Turn every line of the entries below into a JSON list of strings, one string per line, with blank lines skipped. Leave the pictures out.

**Stored rows:**
──────

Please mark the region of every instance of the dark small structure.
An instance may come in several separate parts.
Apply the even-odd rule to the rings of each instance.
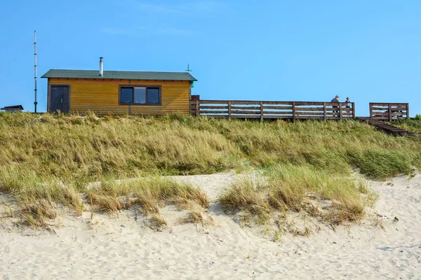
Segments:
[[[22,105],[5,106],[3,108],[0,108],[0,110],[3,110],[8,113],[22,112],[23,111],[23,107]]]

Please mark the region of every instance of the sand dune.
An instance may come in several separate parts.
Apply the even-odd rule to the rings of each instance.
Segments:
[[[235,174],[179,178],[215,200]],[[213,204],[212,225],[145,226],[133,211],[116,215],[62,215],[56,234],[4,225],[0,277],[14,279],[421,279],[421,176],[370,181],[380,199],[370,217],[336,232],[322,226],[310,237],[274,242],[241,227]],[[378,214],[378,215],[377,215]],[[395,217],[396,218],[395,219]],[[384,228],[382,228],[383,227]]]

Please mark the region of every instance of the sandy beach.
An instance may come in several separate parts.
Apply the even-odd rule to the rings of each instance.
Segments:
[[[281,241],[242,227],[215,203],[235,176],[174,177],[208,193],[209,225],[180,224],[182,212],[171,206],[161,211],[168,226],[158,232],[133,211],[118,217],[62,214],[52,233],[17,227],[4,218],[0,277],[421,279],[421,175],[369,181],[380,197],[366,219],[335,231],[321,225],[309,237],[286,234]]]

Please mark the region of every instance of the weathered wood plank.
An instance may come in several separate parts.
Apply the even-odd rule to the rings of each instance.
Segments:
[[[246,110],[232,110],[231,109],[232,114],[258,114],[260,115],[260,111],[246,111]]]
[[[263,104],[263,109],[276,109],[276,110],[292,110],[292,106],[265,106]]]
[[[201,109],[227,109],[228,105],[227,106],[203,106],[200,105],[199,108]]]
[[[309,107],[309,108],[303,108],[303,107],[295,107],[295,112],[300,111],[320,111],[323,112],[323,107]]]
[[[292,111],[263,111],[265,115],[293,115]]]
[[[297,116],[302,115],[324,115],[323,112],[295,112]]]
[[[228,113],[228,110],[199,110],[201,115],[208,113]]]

──────

**Correct output:**
[
  "Please mark the region of every instance of the dark small structure.",
  "An instance may come in several separate parts.",
  "Apply the even-odd rule to the rings of each instance.",
  "Segments:",
  "[[[22,105],[5,106],[3,108],[0,108],[0,110],[3,110],[8,113],[22,112],[23,111],[23,107]]]",
  "Please mark the region of every instance of the sand dune.",
  "An instance may come in several separate parts.",
  "Apply the even-odd rule to the rings of each instance.",
  "Segments:",
  "[[[235,174],[179,178],[215,200]],[[213,204],[212,225],[145,226],[133,211],[116,215],[62,215],[56,234],[4,225],[0,277],[14,279],[421,279],[421,176],[370,181],[380,199],[370,217],[336,232],[322,226],[310,237],[274,242],[241,227]],[[378,214],[378,215],[377,215]],[[395,217],[396,218],[395,219]],[[384,228],[382,228],[383,227]]]",
  "Please mark the region of every instance of the sandy beach.",
  "An instance may come in several separate parts.",
  "Apply the even-odd rule to the rings of each instance.",
  "Segments:",
  "[[[281,241],[242,227],[215,203],[235,176],[174,177],[208,193],[209,225],[180,224],[182,212],[171,206],[161,211],[168,226],[158,232],[133,211],[118,217],[62,214],[52,233],[17,227],[4,218],[0,277],[421,279],[421,175],[369,181],[380,197],[366,219],[335,231],[321,225],[309,237],[286,234]]]",
  "Please mark the region of every instance of the weathered wood plank.",
  "An instance may come in several separate parts.",
  "Apply the even-odd rule to the rings of each instance.",
  "Segments:",
  "[[[246,110],[232,110],[231,109],[232,114],[258,114],[260,115],[260,111],[246,111]]]",
  "[[[263,104],[263,109],[276,109],[276,110],[292,110],[292,106],[265,106]]]",
  "[[[201,109],[227,109],[228,105],[227,106],[203,106],[200,105],[199,108]]]",
  "[[[309,107],[309,108],[303,108],[303,107],[295,107],[295,112],[300,111],[320,111],[323,112],[323,107]]]",
  "[[[292,111],[263,111],[265,115],[293,115]]]",
  "[[[297,116],[302,115],[324,115],[323,112],[295,112]]]",
  "[[[228,113],[228,110],[199,110],[201,115],[208,113]]]"
]